Document segment:
= Beginning of Section =
Nearly half of gays & bisexuals don't know they have HIV

By ACSH Staff — Sep 24, 2010
In the largest analysis of U.S. gay and bisexual men at high risk for HIV, experts with the Centers for Disease Control and Prevention (CDC) evaluated more than 8,000 such men in 21 cities and found that 44 percent of those who had the virus were unaware of it.

In the largest analysis of U.S. gay and bisexual men at high risk for HIV, experts with the Centers for Disease Control and Prevention (CDC) evaluated more than 8,000 such men in 21 cities and found that 44 percent of those who had the virus were unaware of it. Even though less than half of one percent of Americans have the AIDS virus, men who have sex with men contract HIV at much higher rates, and according to the CDC, more than half don’t get tested.

“Perhaps even more chilling are the statistical details,” says ACSH’s Dr. Gilbert Ross. Study researchers found that while 28 percent of black men who have sex with men were infected with HIV, an overwhelming 60 percent didn’t know they had it, compared to 46 percent of Hispanic men and 26 percent of whites. “This is an incredibly large number of men who don’t know they have HIV.”
= End of Section =
Excerpted records:
= Beginning of Section =
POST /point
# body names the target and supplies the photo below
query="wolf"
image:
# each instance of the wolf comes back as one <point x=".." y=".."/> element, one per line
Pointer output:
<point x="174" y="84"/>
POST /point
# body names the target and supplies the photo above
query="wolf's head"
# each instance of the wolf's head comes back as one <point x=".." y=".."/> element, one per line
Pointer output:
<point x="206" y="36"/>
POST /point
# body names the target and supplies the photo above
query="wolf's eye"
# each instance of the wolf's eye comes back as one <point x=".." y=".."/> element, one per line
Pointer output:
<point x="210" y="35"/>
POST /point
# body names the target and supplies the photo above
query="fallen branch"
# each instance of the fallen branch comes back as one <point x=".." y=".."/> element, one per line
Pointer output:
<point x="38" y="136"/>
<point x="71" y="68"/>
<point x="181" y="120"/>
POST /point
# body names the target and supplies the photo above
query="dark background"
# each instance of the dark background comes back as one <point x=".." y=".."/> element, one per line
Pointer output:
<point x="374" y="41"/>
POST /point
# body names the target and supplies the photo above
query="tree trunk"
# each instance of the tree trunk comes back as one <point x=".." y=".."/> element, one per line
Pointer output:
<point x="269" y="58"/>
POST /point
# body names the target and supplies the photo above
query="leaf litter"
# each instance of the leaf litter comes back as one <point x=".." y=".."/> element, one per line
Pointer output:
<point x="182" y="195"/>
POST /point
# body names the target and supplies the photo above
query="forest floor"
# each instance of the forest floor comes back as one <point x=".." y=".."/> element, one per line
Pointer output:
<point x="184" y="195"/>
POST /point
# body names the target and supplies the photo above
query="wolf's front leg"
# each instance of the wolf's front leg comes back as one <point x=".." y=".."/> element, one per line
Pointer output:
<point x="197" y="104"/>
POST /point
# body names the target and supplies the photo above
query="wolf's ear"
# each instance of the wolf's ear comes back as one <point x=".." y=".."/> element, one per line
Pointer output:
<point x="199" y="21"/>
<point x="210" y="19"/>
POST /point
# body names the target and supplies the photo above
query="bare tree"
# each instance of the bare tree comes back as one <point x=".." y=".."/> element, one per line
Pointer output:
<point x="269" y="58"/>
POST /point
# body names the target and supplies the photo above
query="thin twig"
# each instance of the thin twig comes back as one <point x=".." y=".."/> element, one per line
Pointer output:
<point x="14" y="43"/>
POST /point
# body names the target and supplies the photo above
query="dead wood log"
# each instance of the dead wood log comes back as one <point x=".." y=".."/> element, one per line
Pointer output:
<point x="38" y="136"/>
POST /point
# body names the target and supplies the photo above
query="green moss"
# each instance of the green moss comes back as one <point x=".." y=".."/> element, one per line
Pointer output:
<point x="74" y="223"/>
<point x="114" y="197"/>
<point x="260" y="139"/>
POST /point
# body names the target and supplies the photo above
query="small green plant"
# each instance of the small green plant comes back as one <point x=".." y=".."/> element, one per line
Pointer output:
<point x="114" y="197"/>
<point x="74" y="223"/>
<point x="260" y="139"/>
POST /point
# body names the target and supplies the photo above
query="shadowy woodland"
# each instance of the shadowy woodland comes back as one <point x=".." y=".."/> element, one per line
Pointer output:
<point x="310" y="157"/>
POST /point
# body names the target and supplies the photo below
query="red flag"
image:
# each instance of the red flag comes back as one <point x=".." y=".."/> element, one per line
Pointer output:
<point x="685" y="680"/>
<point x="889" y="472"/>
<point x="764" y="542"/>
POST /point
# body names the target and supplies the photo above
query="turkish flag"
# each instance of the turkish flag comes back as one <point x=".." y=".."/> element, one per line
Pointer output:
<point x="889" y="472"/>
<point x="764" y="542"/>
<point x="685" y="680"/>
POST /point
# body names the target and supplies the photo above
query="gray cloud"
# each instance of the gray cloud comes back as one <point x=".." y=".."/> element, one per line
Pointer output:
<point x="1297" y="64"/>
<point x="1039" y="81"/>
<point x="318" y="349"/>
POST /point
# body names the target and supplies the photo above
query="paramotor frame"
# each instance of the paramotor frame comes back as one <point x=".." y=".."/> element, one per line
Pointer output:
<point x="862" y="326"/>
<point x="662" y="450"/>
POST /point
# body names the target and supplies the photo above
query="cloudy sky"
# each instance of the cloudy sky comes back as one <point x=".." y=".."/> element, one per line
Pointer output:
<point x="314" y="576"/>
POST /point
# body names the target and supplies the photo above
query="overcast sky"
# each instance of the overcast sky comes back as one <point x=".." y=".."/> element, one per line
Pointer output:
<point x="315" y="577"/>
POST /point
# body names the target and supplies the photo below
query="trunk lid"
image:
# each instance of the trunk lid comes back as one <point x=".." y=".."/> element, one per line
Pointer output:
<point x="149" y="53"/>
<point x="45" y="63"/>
= End of Section =
Problem details: According to the article about undiagnosed HIV among gay and bisexual men, in how many cities did CDC experts evaluate the men?

Answer below: 21 cities.